* [Exercise] The entries below need to be transcribed verbatim.

* [Records for the exercise]
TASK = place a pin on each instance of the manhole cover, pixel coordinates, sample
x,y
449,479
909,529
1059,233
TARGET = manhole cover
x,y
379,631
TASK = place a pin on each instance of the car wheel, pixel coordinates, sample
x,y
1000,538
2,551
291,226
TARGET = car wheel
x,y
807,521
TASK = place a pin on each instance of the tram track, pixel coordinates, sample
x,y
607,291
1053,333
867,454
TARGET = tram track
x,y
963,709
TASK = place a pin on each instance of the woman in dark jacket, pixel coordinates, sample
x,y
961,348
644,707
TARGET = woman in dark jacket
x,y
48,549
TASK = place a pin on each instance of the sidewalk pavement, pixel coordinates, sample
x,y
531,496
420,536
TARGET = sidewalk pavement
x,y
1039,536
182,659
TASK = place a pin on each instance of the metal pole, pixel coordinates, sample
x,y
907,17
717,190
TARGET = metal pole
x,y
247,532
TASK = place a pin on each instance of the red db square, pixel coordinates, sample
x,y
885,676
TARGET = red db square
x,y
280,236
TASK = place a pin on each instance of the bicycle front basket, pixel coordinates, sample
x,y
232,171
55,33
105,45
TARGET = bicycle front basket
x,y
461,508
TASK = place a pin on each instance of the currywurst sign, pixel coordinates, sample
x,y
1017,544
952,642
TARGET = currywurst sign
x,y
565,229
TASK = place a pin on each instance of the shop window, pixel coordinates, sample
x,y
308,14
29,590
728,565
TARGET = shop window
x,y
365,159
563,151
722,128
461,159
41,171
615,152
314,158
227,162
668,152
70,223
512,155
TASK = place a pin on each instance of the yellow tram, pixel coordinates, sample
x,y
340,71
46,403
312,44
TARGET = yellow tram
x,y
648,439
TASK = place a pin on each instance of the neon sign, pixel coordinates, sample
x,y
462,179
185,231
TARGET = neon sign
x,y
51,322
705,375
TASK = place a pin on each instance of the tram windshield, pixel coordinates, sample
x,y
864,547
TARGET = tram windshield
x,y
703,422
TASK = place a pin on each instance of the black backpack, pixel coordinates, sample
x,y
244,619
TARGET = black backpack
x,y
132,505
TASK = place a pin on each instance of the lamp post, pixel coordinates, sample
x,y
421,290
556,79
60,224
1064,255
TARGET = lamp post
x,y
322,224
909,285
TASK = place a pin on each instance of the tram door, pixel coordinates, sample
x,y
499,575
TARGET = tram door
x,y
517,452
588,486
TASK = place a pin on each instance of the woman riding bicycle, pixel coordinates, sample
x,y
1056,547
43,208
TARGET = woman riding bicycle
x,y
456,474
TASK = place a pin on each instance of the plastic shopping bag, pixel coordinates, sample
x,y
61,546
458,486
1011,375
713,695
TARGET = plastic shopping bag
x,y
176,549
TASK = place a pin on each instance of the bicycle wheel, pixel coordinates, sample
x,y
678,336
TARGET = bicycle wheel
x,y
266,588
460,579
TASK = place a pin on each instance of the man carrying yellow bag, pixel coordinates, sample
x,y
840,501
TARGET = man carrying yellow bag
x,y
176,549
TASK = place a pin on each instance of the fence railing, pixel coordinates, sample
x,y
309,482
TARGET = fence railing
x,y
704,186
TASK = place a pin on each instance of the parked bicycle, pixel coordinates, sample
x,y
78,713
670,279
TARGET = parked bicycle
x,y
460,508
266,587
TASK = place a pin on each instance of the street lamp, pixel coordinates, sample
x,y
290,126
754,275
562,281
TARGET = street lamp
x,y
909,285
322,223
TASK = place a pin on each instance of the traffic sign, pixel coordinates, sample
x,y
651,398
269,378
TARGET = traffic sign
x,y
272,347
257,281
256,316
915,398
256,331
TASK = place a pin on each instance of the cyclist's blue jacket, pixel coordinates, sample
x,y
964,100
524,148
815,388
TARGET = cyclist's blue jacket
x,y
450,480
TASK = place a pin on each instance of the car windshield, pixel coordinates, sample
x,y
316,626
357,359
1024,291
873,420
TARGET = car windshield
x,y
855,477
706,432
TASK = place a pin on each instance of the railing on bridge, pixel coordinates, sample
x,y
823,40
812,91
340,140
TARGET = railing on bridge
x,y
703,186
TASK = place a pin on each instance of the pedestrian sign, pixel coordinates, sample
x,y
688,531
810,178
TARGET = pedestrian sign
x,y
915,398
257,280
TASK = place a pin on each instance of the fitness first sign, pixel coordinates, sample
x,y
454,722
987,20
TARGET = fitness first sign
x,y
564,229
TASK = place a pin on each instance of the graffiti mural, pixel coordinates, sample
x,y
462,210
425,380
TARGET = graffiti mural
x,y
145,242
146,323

* [Solution]
TASK = place a pin on each instance of the manhole cover, pixel coordinates, sample
x,y
449,479
909,529
1059,233
TARGET = manhole cover
x,y
379,631
TASK = place a pin on each instance of the car wheel, pixel coordinates, sample
x,y
1000,538
2,551
291,226
TARGET = car wheel
x,y
807,521
TASK = place a pin on each instance of the tram track, pixel coordinates, sample
x,y
607,291
1053,333
867,454
TARGET = tram track
x,y
963,709
TASK = place a pin on each instance of the woman in dark jacket, pixel coordinates, sample
x,y
961,348
644,707
TARGET = woman in dark jacket
x,y
48,549
TASK = place a pin on each instance of the sidewalk pavement, pixel coordinates, sample
x,y
531,496
420,536
TARGET = sidewalk pavement
x,y
1039,536
182,659
TASK = place a pin on each instance of the metal pole, pixel coordinates, sample
x,y
907,17
717,190
TARGET = metal pole
x,y
247,532
TASK = place a pin on each instance of the red db square, pixel coordinates, sample
x,y
885,676
TARGET = red db square
x,y
280,236
TASK = place a pin on each instance of the bicycle front basket, pixel coordinates, sample
x,y
232,171
55,33
105,45
TARGET = bicycle front basket
x,y
461,508
TASK = place a pin on each instance of the currywurst sign, pixel coordinates, sample
x,y
1017,544
952,642
TARGET = currywurst sign
x,y
565,229
TASK = place a pin on each instance of the shop window, pixel coordinates, sample
x,y
308,14
29,590
728,565
TARGET = shop window
x,y
365,159
563,151
722,128
461,159
41,171
615,152
314,158
227,162
668,152
70,223
512,155
TASK = place a pin on each instance of the yellow tram, pixel coordinates, sample
x,y
340,71
46,403
312,44
TARGET = yellow tram
x,y
648,439
TASK = place a pin on each instance of the neon sign, pixel coordinates, sample
x,y
462,179
185,231
TARGET = neon sign
x,y
51,322
705,375
TASK = place a pin on each instance of the tram windshield, pixel coordinates, sample
x,y
864,547
TARGET = tram windshield
x,y
703,422
TASK = place a pin on each instance of the black backpack, pixel coordinates, sample
x,y
244,619
TARGET = black backpack
x,y
132,505
TASK = place a pin on each instance of the lamp post, pixel coordinates, sample
x,y
421,290
556,79
60,224
1064,255
TARGET = lamp post
x,y
322,224
909,285
TASK = place a pin on each instance of the tram door, pixel coordinates, sample
x,y
499,575
TARGET = tram door
x,y
517,452
588,486
TASK = place a pin on each instance of the woman riding bicycle, pixel coordinates, sample
x,y
1056,547
43,208
TARGET = woman riding bicycle
x,y
456,474
TASK = place a pin on each instance of the plastic shopping bag, pixel coordinates, sample
x,y
61,546
458,486
1011,375
713,695
TARGET = plastic shopping bag
x,y
176,549
TASK = place a pin on each instance of the bicycle wheel, pixel coordinates, sample
x,y
678,336
TARGET = bicycle wheel
x,y
266,588
460,579
TASK = place a pin on each instance of the man carrying yellow bag, pixel coordinates, sample
x,y
840,501
TARGET = man carrying yellow bag
x,y
176,549
TASK = place a pin on each instance of the fence railing, pixel coordinates, sample
x,y
309,482
TARGET = fence railing
x,y
704,186
TASK = place a pin on each instance of the parked bicycle, pixel coordinates, sample
x,y
78,713
670,279
TARGET = parked bicycle
x,y
460,508
266,587
TASK = place a pin on each instance of the street lamp, pixel coordinates, sample
x,y
290,126
754,275
562,281
TARGET = street lamp
x,y
909,285
322,223
TASK = place a pin on each instance of the traffic sign, pixel coordinates, sample
x,y
651,398
269,378
TARGET = traffic sign
x,y
272,347
257,281
256,316
915,398
256,331
TASK = place a pin on each instance of the cyclist's blue jacket, pixel coordinates, sample
x,y
964,100
524,148
815,388
TARGET = cyclist's blue jacket
x,y
450,480
TASK = place a pin on each instance of the car windshield, pixel coordinates, sample
x,y
316,626
357,359
1024,291
873,420
TARGET = car windshield
x,y
855,477
706,432
TASK = place a pin on each instance of the railing on bridge, pixel coordinates, sample
x,y
823,40
812,91
340,140
TARGET = railing on bridge
x,y
703,186
TASK = place a pin on each instance of the pedestrian sign, pixel coordinates, sample
x,y
688,531
810,178
TARGET = pedestrian sign
x,y
915,398
257,280
TASK = place a pin on each instance of the fitness first sign, pixel coordinates, sample
x,y
454,722
987,20
TARGET = fitness first sign
x,y
564,229
TASK = place a pin on each instance of the graffiti mural, pixel coordinates, sample
x,y
462,210
425,380
TARGET = graffiti mural
x,y
145,242
146,323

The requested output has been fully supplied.